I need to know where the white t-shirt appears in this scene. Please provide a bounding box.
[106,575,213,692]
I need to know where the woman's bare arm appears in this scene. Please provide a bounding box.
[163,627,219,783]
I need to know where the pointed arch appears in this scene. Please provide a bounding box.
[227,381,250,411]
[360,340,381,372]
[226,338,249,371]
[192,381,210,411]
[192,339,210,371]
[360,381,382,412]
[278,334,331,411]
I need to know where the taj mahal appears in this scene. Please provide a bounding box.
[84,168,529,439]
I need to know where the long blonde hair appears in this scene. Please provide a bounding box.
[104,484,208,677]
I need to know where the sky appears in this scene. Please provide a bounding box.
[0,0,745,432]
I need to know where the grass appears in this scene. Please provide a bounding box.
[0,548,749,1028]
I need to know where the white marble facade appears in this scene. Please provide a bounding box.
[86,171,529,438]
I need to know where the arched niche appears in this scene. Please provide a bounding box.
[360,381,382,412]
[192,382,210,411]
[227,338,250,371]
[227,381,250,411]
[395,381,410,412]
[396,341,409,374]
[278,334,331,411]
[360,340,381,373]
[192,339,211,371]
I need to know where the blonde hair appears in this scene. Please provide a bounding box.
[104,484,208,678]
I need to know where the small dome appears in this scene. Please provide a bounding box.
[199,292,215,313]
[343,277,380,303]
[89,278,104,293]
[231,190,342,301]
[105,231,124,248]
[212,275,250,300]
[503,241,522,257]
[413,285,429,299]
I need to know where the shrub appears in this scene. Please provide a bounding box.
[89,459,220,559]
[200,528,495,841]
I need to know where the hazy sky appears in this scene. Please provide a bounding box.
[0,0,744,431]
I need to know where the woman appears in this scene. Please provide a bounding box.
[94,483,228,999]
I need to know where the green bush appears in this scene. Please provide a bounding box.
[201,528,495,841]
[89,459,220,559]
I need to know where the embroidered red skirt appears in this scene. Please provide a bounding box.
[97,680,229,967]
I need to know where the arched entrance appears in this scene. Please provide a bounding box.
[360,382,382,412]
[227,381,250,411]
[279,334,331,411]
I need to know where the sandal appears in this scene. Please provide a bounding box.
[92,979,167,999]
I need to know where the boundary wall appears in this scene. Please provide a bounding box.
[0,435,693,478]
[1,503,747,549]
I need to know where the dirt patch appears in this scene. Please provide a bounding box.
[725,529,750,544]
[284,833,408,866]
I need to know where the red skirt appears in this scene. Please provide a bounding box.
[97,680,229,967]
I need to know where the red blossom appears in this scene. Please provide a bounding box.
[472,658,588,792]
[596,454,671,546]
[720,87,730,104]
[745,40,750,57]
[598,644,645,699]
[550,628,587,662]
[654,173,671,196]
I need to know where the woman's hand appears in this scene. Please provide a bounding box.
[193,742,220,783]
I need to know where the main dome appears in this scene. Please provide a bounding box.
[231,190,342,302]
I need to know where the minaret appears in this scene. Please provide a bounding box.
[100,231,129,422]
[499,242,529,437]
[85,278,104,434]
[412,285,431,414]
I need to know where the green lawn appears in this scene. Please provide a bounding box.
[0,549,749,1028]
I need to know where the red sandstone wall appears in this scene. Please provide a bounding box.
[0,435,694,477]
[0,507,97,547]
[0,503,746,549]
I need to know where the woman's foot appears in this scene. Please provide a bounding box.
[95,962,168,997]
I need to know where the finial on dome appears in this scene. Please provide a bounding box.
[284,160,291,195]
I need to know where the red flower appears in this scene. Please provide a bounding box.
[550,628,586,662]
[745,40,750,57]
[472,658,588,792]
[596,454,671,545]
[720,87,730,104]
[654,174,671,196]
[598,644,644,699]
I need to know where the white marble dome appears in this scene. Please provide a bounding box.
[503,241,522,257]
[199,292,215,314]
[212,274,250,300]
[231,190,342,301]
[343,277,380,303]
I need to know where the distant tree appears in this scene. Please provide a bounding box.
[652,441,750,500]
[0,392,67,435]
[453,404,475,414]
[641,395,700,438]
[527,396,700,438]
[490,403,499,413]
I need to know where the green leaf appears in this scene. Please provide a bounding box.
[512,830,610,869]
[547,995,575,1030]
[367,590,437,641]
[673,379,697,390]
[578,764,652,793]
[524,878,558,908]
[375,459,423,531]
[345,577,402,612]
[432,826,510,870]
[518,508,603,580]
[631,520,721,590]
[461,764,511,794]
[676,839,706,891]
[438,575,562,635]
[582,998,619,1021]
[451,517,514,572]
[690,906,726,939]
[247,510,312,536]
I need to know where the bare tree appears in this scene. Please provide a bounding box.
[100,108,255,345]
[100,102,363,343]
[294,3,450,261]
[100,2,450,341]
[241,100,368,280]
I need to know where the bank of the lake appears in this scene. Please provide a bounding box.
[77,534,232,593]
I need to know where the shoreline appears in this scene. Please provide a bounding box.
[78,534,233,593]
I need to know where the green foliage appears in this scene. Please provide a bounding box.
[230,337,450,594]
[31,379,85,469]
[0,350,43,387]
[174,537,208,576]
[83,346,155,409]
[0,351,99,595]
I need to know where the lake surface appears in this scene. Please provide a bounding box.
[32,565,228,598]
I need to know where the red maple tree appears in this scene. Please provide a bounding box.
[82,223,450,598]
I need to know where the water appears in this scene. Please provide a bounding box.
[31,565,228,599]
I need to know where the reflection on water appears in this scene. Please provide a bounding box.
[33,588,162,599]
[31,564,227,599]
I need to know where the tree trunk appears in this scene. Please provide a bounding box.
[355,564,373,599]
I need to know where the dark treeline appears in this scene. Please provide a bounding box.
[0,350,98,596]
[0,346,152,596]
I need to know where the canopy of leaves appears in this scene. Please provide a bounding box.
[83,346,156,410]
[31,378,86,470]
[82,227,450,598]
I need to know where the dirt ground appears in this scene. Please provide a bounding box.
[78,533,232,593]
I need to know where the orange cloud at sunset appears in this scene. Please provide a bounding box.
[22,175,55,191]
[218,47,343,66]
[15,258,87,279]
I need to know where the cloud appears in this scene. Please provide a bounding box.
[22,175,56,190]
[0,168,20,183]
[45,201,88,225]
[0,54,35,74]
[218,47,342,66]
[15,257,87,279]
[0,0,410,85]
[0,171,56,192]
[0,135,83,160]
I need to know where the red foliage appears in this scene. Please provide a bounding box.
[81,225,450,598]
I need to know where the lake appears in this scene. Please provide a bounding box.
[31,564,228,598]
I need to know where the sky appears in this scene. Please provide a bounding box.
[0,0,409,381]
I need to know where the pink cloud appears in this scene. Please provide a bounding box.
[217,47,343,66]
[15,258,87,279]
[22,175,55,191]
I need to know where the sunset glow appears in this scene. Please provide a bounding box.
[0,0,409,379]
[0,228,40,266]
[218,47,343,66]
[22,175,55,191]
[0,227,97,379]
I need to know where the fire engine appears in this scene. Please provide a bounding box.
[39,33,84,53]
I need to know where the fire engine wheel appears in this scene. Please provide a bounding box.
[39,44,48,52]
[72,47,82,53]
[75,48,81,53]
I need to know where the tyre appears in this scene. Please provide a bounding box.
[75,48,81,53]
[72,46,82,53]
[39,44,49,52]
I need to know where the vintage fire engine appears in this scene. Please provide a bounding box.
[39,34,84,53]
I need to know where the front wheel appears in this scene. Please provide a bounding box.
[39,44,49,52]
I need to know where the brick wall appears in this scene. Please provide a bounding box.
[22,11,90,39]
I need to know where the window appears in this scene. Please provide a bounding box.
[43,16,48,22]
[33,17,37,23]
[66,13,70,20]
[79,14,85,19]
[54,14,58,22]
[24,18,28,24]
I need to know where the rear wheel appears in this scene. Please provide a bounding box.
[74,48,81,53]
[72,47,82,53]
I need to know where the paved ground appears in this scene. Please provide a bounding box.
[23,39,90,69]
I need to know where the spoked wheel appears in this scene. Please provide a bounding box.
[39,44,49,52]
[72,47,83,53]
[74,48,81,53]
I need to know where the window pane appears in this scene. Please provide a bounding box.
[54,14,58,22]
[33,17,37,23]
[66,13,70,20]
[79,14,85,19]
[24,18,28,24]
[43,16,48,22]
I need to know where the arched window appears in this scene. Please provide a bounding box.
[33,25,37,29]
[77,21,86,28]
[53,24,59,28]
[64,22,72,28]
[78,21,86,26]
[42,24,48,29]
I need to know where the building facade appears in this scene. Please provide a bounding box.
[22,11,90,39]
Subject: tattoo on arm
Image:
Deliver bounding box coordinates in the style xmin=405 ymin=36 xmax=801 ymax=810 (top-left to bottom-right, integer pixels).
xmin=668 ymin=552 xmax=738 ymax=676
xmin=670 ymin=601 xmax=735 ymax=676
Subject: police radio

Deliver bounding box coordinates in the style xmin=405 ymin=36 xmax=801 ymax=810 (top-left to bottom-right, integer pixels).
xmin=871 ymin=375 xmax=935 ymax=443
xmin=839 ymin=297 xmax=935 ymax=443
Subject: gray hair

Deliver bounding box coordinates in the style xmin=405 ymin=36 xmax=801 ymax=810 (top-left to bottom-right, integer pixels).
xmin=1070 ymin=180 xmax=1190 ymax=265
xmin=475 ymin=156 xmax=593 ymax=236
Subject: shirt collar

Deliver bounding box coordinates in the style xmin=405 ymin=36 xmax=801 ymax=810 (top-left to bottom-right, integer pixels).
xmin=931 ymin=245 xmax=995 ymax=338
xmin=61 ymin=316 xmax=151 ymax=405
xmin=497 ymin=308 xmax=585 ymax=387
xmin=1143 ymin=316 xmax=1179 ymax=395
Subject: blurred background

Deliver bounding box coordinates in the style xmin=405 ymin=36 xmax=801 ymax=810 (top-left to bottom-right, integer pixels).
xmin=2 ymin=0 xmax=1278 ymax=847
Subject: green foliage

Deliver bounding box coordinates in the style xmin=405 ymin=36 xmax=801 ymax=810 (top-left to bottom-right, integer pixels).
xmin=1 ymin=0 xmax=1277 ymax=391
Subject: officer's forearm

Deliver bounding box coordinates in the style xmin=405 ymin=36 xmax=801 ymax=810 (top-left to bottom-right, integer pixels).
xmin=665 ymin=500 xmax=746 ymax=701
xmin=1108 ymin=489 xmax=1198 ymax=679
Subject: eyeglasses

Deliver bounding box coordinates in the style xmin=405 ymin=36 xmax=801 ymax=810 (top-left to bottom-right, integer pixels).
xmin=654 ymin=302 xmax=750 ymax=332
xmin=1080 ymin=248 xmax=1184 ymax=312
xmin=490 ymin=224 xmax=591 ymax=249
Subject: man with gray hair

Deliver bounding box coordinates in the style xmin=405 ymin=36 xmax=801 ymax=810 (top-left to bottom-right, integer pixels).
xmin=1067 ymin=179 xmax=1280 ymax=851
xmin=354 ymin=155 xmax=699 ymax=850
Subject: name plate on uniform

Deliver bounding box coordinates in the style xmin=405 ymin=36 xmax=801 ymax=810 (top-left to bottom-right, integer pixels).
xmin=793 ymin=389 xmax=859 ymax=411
★ ★ ★
THE TASK: In the listing, find all lines with the string "gray" and copy them.

TASK SOLUTION:
Subject: gray hair
Subject: man with gray hair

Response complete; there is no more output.